##### Source records

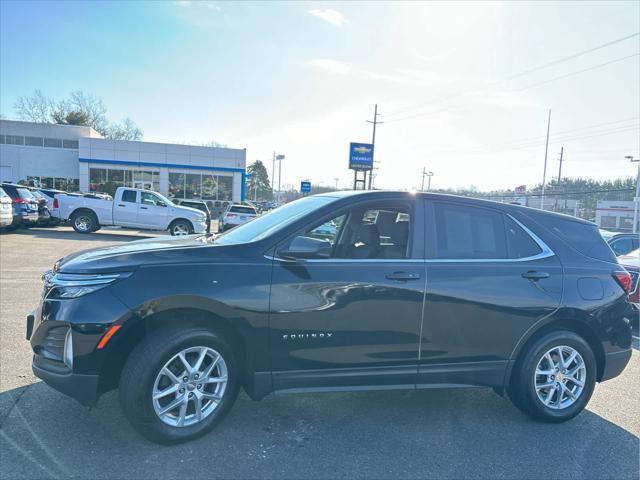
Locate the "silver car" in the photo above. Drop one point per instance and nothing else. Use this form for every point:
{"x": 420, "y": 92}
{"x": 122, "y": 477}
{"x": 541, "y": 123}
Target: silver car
{"x": 236, "y": 215}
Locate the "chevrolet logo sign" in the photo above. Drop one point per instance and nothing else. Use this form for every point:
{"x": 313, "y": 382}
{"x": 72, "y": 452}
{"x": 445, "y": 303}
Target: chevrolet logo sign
{"x": 362, "y": 149}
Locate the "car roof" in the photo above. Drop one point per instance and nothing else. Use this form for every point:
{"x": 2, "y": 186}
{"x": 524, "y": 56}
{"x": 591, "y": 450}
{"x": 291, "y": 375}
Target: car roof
{"x": 480, "y": 202}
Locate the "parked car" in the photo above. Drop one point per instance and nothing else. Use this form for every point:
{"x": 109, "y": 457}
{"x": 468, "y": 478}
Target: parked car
{"x": 621, "y": 243}
{"x": 132, "y": 208}
{"x": 631, "y": 262}
{"x": 44, "y": 216}
{"x": 198, "y": 205}
{"x": 24, "y": 205}
{"x": 6, "y": 214}
{"x": 412, "y": 291}
{"x": 236, "y": 215}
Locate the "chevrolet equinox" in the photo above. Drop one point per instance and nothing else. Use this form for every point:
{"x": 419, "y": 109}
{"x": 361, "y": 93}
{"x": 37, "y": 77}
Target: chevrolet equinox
{"x": 341, "y": 291}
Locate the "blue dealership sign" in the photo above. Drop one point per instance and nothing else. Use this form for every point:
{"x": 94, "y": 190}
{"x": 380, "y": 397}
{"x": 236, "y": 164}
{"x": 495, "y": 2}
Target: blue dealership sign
{"x": 361, "y": 156}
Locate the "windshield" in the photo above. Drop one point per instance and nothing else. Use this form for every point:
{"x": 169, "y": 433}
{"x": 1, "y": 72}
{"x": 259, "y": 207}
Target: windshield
{"x": 272, "y": 222}
{"x": 249, "y": 210}
{"x": 26, "y": 194}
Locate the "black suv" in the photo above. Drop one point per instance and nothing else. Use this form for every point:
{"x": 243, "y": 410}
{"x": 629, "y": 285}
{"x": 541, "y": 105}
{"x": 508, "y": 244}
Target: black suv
{"x": 368, "y": 290}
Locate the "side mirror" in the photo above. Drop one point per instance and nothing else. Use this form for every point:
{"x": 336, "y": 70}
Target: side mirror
{"x": 302, "y": 247}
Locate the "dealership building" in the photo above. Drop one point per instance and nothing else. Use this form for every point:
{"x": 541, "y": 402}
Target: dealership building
{"x": 75, "y": 158}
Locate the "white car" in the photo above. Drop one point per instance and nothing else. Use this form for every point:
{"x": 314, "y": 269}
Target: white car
{"x": 6, "y": 210}
{"x": 236, "y": 215}
{"x": 131, "y": 208}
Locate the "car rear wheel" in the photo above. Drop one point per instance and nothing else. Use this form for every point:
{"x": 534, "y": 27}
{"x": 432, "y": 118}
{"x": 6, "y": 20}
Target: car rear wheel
{"x": 84, "y": 222}
{"x": 181, "y": 227}
{"x": 178, "y": 384}
{"x": 555, "y": 377}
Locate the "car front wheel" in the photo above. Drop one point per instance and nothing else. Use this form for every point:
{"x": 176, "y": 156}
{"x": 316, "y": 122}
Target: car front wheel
{"x": 178, "y": 384}
{"x": 555, "y": 377}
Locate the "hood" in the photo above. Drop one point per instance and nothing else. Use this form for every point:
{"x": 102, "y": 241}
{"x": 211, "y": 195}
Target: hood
{"x": 129, "y": 256}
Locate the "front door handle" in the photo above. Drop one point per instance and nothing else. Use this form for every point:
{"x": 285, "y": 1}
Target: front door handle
{"x": 533, "y": 275}
{"x": 402, "y": 276}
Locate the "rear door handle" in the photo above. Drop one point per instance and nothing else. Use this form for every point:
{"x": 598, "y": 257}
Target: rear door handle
{"x": 533, "y": 275}
{"x": 402, "y": 276}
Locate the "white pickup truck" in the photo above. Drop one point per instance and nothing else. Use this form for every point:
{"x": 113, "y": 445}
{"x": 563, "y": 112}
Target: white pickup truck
{"x": 131, "y": 208}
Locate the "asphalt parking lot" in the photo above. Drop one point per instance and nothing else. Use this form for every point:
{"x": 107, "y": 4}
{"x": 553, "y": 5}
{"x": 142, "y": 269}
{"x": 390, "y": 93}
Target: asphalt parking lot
{"x": 417, "y": 434}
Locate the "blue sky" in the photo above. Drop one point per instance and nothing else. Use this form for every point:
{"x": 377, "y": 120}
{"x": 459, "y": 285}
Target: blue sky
{"x": 301, "y": 78}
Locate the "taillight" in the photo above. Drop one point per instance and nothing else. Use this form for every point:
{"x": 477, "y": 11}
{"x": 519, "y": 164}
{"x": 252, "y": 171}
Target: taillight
{"x": 624, "y": 279}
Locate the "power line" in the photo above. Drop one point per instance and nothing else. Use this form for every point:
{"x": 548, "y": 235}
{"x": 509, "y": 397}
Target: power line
{"x": 575, "y": 55}
{"x": 526, "y": 72}
{"x": 577, "y": 72}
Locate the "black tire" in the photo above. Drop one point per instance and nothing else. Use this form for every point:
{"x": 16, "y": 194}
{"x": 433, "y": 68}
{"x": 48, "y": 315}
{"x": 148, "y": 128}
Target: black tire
{"x": 142, "y": 368}
{"x": 178, "y": 226}
{"x": 84, "y": 221}
{"x": 522, "y": 388}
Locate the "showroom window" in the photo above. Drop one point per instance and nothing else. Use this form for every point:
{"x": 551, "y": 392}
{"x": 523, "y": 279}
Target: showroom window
{"x": 107, "y": 180}
{"x": 204, "y": 186}
{"x": 57, "y": 183}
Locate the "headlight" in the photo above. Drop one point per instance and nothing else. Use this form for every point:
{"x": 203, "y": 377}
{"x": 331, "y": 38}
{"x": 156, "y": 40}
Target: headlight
{"x": 72, "y": 285}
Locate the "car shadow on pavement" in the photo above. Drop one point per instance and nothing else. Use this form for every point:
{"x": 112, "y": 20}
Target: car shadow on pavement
{"x": 415, "y": 434}
{"x": 69, "y": 234}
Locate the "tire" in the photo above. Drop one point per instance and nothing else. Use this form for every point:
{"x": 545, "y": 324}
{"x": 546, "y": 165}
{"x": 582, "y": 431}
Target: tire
{"x": 84, "y": 222}
{"x": 141, "y": 374}
{"x": 180, "y": 227}
{"x": 554, "y": 403}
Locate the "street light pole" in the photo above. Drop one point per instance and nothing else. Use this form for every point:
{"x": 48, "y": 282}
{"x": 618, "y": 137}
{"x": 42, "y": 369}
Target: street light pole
{"x": 636, "y": 200}
{"x": 544, "y": 172}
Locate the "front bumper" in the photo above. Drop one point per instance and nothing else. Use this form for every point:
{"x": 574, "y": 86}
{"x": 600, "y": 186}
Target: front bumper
{"x": 83, "y": 388}
{"x": 614, "y": 364}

##########

**Written exercise**
Omit every picture, then reproduce the rest of the listing exactly.

**Correct answer**
Locate the "silver car" in the photo above. Drop one point per instance and nothing else. Use this form for every point:
{"x": 420, "y": 92}
{"x": 122, "y": 477}
{"x": 541, "y": 123}
Target: silver car
{"x": 236, "y": 215}
Locate the "chevrolet logo sign" in the photo above. Drop one point per instance and nothing else. Use this form for every point:
{"x": 313, "y": 382}
{"x": 72, "y": 452}
{"x": 445, "y": 303}
Target: chevrolet logo sign
{"x": 362, "y": 149}
Locate the "car roof" in the photo above. Drop one point per instance and nothing else. Use this form for every point:
{"x": 2, "y": 186}
{"x": 524, "y": 56}
{"x": 591, "y": 450}
{"x": 291, "y": 375}
Target: car roof
{"x": 480, "y": 202}
Locate the "parked car" in the photo above. Drop one point per instance and nothing else. Use this form for every point:
{"x": 109, "y": 457}
{"x": 468, "y": 478}
Target: parked car
{"x": 621, "y": 243}
{"x": 132, "y": 208}
{"x": 631, "y": 262}
{"x": 44, "y": 216}
{"x": 198, "y": 205}
{"x": 24, "y": 205}
{"x": 6, "y": 214}
{"x": 412, "y": 291}
{"x": 236, "y": 215}
Locate the "chevrolet equinox" in the photo above. Drop one point per instance and nothing else. Use this form for every point:
{"x": 419, "y": 109}
{"x": 361, "y": 93}
{"x": 37, "y": 77}
Target: chevrolet equinox
{"x": 341, "y": 291}
Locate the "blue dealership sign" in the photo above. Drop one point per instance and nothing else. Use this form for every point:
{"x": 94, "y": 190}
{"x": 380, "y": 397}
{"x": 236, "y": 164}
{"x": 495, "y": 2}
Target: blue dealership sign
{"x": 361, "y": 156}
Locate the "windshield" in the photo above. Drop one point per instance and nothing else. Use this form for every point:
{"x": 169, "y": 433}
{"x": 1, "y": 72}
{"x": 259, "y": 207}
Target: windshield
{"x": 272, "y": 222}
{"x": 249, "y": 210}
{"x": 26, "y": 194}
Locate the "black suv" in the photo above. Drop one point per instance and nothing else. Use this form for every point:
{"x": 243, "y": 410}
{"x": 629, "y": 285}
{"x": 541, "y": 105}
{"x": 508, "y": 244}
Target: black suv
{"x": 368, "y": 290}
Locate the "side mirror" in the photo above. Drop one point per instance and nothing else. Use this form for every point:
{"x": 336, "y": 70}
Target: side mirror
{"x": 302, "y": 247}
Locate the "dealership building" in the photo above. Drop one point per instance and nothing else. Use this form for every point:
{"x": 541, "y": 402}
Target: dealership building
{"x": 75, "y": 158}
Locate the "white car" in the photo above. Drop one point per instance and nothing else. Use this form for every point:
{"x": 314, "y": 269}
Target: white car
{"x": 6, "y": 210}
{"x": 236, "y": 215}
{"x": 131, "y": 208}
Locate the "car rear wheel" in the photo above. Drop one point per instance and nothing else. Use this form for every point:
{"x": 534, "y": 27}
{"x": 432, "y": 118}
{"x": 6, "y": 20}
Target: car rear wheel
{"x": 84, "y": 222}
{"x": 181, "y": 227}
{"x": 178, "y": 384}
{"x": 555, "y": 377}
Locate the "car front wheel" in the photo above. Drop one point per instance and nothing else. Use this form for every point:
{"x": 176, "y": 156}
{"x": 316, "y": 122}
Target: car front wheel
{"x": 178, "y": 384}
{"x": 555, "y": 377}
Locate the "hood" in the photo above. Drop one point per instance and nothing else. Use this form for every point:
{"x": 102, "y": 241}
{"x": 211, "y": 195}
Target: hood
{"x": 129, "y": 256}
Locate the "front door handle" in the photo above. Drop one point per instance and nothing else. Use this form for every point:
{"x": 285, "y": 1}
Target: front door handle
{"x": 533, "y": 275}
{"x": 402, "y": 276}
Locate the "rear door handle" in the photo above. Drop one point per instance and nothing else. Use this form for every point:
{"x": 598, "y": 257}
Target: rear door handle
{"x": 533, "y": 275}
{"x": 402, "y": 276}
Locate the "white pickup truck" in the photo above. Drop one point per instance and nothing else. Use this form for every point:
{"x": 113, "y": 445}
{"x": 563, "y": 112}
Target: white pickup truck
{"x": 131, "y": 208}
Locate the "asphalt parking lot" in the photo above. Drop one point per instance and nothing else. Use this form for every point:
{"x": 107, "y": 4}
{"x": 553, "y": 5}
{"x": 142, "y": 269}
{"x": 390, "y": 93}
Target: asphalt parking lot
{"x": 417, "y": 434}
Locate the "blue sky" in the photo above. Drop one point per instance and nothing else. Use this form for every point:
{"x": 377, "y": 120}
{"x": 459, "y": 285}
Target: blue sky
{"x": 301, "y": 78}
Locate the "taillight" in the photo above. Drop one point per instance and nothing else. Use this form for every point:
{"x": 477, "y": 11}
{"x": 519, "y": 164}
{"x": 252, "y": 171}
Target: taillight
{"x": 624, "y": 279}
Locate the "power line" in the photo above. Drop one point per instance and nothing else. Use this form for every point:
{"x": 548, "y": 235}
{"x": 509, "y": 397}
Target: power line
{"x": 575, "y": 55}
{"x": 526, "y": 72}
{"x": 577, "y": 72}
Locate the "black tire" in the photo above. Drop one point per instance and nothing else. Use this form for every point:
{"x": 16, "y": 194}
{"x": 433, "y": 68}
{"x": 48, "y": 315}
{"x": 148, "y": 128}
Target: black tire
{"x": 142, "y": 368}
{"x": 178, "y": 226}
{"x": 84, "y": 221}
{"x": 522, "y": 388}
Locate the "showroom window" in the photo above. Drop one point per instance and nothing else. Use this form for every point:
{"x": 551, "y": 392}
{"x": 523, "y": 279}
Target: showroom window
{"x": 107, "y": 180}
{"x": 204, "y": 186}
{"x": 57, "y": 183}
Locate the "headlight" in the photo above. Drop one point per instance and nothing else. Use this form for every point:
{"x": 203, "y": 377}
{"x": 331, "y": 38}
{"x": 156, "y": 40}
Target: headlight
{"x": 72, "y": 285}
Locate the "car shadow on pavement" in the photo above. Drop one point per instance and nothing else. Use this form for every point:
{"x": 112, "y": 20}
Target: car shadow on pavement
{"x": 415, "y": 434}
{"x": 69, "y": 234}
Locate the "tire" in the photo above. Drop one point per instance and nothing else. Use this form for every point:
{"x": 545, "y": 324}
{"x": 546, "y": 165}
{"x": 582, "y": 431}
Target: tire
{"x": 84, "y": 222}
{"x": 141, "y": 374}
{"x": 180, "y": 227}
{"x": 554, "y": 403}
Locate the "street light pole" in the photo above. Drop one point per instance and nothing else. Use this form for every point:
{"x": 48, "y": 282}
{"x": 618, "y": 137}
{"x": 42, "y": 369}
Target: street light pole
{"x": 636, "y": 200}
{"x": 544, "y": 172}
Locate the "front bumper" in the photo above. Drop one point per instance and nothing else. Use this form for every point:
{"x": 574, "y": 86}
{"x": 600, "y": 186}
Target: front bumper
{"x": 83, "y": 388}
{"x": 614, "y": 364}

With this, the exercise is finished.